* EXCERPT PROVIDED *
[Start]

# I won't be able to come on the forum for a while



## Ioana (Jul 12, 2003)

We are moving out at the end of this week *yay* ..<<jumps for joy>>..but unfortunately we cannot afford internet access right away. This is the reason I won't be able to come to the Catforum not near as often as I used to. 
I will come to my parents-in-law's each night in order to feed the feral kitties and continue to trap. It is going to be hard to keep feeding them because the almost 20 kittens (apart from the 30 + adults ...) are growing up and need more food. Two 20lbs bags will barely hold for 4 days. They will if I don't give them a little snack in the morning and just feed them once a day - which I completely dislike doing 
I have confidence however that WE - me and Andrew - will find a way 

I will miss the forum with its sharing of experiences and the fun...giving and receiving support.

We want to be able and hook up the cable in about 2 months ...but when we'll move in there will be new expenses that don't show in theory - on our pre-made lists. We are yet to spay Cheerio amongst other chores. 
I will be online this week however amongst packing sessions. 

I hope everybody will stay safe together with their kitties


----------



## Jeanie (Jun 18, 2003)

No, no, you can't do that! I'm very pleased for you that you will have a place of your own. However, you can't leave! Why not get usadatanet.net or .com, whichever it is! It's only $9.95 per month, and I have had NO problems with it at all. Please consider that. If you decide to do that, I think I'll get a bonus and you'll get a discount, if you tell them my name and phone number. So, since we don't allow you to leave, you'll have to email me for the info! Don't you DARE leave! Please?  

p.s. Don't get netzero. They cut me off in mid-post sometimes! And I was buying it, not getting the free version. The free version would give you 10 hours a month....better than nothing. And, if you get an AOL disk, they will keep giving you free months, hoping you will eventually renew. I have got about 10 in the mail. I give them to my daughter. If I get another one, do you want it? If I don't have one, my guess is that half of the members do!  Now, I'm going to keep badgering you until you promise. All right?? *I CAN'T HEAR YOU! WHAT? SAY IT AGAIN! THE WORD IS YES, UNDERSTOOD?* YES? Silence is consent.

[End]

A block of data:
[Start]

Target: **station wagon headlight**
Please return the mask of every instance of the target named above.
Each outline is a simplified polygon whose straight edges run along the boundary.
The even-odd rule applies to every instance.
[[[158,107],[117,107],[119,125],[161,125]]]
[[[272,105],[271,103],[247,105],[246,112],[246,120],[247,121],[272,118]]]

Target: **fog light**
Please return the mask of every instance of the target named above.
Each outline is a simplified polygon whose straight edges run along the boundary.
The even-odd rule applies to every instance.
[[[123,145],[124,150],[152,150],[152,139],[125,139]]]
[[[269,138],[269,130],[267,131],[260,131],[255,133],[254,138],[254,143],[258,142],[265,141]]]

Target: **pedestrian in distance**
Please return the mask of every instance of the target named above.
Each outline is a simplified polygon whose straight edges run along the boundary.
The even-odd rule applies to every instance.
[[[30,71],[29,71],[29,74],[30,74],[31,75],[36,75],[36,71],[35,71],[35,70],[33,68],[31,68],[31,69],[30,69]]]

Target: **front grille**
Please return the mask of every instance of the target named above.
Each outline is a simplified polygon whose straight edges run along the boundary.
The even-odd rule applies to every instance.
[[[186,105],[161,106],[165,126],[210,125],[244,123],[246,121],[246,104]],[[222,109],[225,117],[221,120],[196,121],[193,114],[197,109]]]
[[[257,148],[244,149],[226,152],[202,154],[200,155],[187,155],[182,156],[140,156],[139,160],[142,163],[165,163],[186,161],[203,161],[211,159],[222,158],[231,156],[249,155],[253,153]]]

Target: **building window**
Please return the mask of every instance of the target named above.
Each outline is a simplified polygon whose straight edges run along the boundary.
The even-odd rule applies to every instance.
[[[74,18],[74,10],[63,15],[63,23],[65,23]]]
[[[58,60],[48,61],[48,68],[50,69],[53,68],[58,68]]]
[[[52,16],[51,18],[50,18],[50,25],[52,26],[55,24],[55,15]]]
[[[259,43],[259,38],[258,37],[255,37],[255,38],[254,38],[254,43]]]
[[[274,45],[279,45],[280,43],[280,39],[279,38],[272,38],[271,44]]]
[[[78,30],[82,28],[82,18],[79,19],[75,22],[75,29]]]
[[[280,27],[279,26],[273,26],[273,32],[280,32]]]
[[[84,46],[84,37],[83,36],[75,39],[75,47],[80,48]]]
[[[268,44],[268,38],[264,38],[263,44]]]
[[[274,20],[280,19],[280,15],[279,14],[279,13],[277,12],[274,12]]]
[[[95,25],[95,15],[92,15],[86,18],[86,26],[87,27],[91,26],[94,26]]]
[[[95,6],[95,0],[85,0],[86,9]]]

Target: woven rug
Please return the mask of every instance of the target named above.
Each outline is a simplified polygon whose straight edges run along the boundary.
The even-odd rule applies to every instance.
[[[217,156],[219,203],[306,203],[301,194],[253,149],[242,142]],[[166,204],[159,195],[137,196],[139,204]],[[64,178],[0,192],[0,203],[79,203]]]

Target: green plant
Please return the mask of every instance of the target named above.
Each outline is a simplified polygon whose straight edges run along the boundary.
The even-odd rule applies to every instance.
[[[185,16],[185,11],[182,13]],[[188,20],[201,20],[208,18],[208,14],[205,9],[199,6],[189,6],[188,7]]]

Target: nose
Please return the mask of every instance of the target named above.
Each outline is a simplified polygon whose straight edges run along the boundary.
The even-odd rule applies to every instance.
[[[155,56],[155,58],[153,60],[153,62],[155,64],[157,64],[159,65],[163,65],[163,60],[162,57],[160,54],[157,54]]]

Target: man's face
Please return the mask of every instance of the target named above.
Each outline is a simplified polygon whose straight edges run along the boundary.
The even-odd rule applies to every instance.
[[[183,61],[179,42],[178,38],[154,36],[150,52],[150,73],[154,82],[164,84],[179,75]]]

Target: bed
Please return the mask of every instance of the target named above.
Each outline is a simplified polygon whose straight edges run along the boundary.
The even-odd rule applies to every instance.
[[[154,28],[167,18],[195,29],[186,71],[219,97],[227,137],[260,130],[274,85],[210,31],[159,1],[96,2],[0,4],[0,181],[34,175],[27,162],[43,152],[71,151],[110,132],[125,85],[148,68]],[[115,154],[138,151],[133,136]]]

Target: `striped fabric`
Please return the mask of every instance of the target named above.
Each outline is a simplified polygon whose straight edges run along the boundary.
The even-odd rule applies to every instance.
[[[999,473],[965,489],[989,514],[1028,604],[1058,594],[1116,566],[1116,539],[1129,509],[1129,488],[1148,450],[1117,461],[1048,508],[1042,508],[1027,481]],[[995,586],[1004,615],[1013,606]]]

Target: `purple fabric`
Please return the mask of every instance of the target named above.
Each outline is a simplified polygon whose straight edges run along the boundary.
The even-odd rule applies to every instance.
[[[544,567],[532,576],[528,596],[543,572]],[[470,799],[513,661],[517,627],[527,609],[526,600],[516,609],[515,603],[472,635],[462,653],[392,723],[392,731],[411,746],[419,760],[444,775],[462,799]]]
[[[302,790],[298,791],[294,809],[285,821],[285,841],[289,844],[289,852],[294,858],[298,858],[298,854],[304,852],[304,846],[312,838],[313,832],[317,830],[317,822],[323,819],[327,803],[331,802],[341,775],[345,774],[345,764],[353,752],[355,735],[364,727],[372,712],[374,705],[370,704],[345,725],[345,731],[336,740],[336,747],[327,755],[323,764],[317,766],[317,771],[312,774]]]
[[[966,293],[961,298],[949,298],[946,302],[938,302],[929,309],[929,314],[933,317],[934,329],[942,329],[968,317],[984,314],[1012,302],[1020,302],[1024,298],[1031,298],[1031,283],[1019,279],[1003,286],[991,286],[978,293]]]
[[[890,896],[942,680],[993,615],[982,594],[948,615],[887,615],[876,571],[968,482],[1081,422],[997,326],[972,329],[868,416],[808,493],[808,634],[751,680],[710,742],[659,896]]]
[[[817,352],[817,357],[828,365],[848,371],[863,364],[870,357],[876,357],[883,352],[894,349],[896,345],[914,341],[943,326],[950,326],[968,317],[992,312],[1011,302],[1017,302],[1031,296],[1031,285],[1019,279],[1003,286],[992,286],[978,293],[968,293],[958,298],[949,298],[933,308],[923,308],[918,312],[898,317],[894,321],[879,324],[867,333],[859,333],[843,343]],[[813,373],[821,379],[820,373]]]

[End]

Quote the entire forum thread above about being offline for a while, word for word.

# I won't be able to come on the forum for a while



## Ioana (Jul 12, 2003)

We are moving out at the end of this week *yay* ..<<jumps for joy>>..but unfortunately we cannot afford internet access right away. This is the reason I won't be able to come to the Catforum not near as often as I used to. 
I will come to my parents-in-law's each night in order to feed the feral kitties and continue to trap. It is going to be hard to keep feeding them because the almost 20 kittens (apart from the 30 + adults ...) are growing up and need more food. Two 20lbs bags will barely hold for 4 days. They will if I don't give them a little snack in the morning and just feed them once a day - which I completely dislike doing 
I have confidence however that WE - me and Andrew - will find a way 

I will miss the forum with its sharing of experiences and the fun...giving and receiving support.

We want to be able and hook up the cable in about 2 months ...but when we'll move in there will be new expenses that don't show in theory - on our pre-made lists. We are yet to spay Cheerio amongst other chores. 
I will be online this week however amongst packing sessions. 

I hope everybody will stay safe together with their kitties


----------



## Jeanie (Jun 18, 2003)

No, no, you can't do that! I'm very pleased for you that you will have a place of your own. However, you can't leave! Why not get usadatanet.net or .com, whichever it is! It's only $9.95 per month, and I have had NO problems with it at all. Please consider that. If you decide to do that, I think I'll get a bonus and you'll get a discount, if you tell them my name and phone number. So, since we don't allow you to leave, you'll have to email me for the info! Don't you DARE leave! Please?  

p.s. Don't get netzero. They cut me off in mid-post sometimes! And I was buying it, not getting the free version. The free version would give you 10 hours a month....better than nothing. And, if you get an AOL disk, they will keep giving you free months, hoping you will eventually renew. I have got about 10 in the mail. I give them to my daughter. If I get another one, do you want it? If I don't have one, my guess is that half of the members do!  Now, I'm going to keep badgering you until you promise. All right?? *I CAN'T HEAR YOU! WHAT? SAY IT AGAIN! THE WORD IS YES, UNDERSTOOD?* YES? Silence is consent.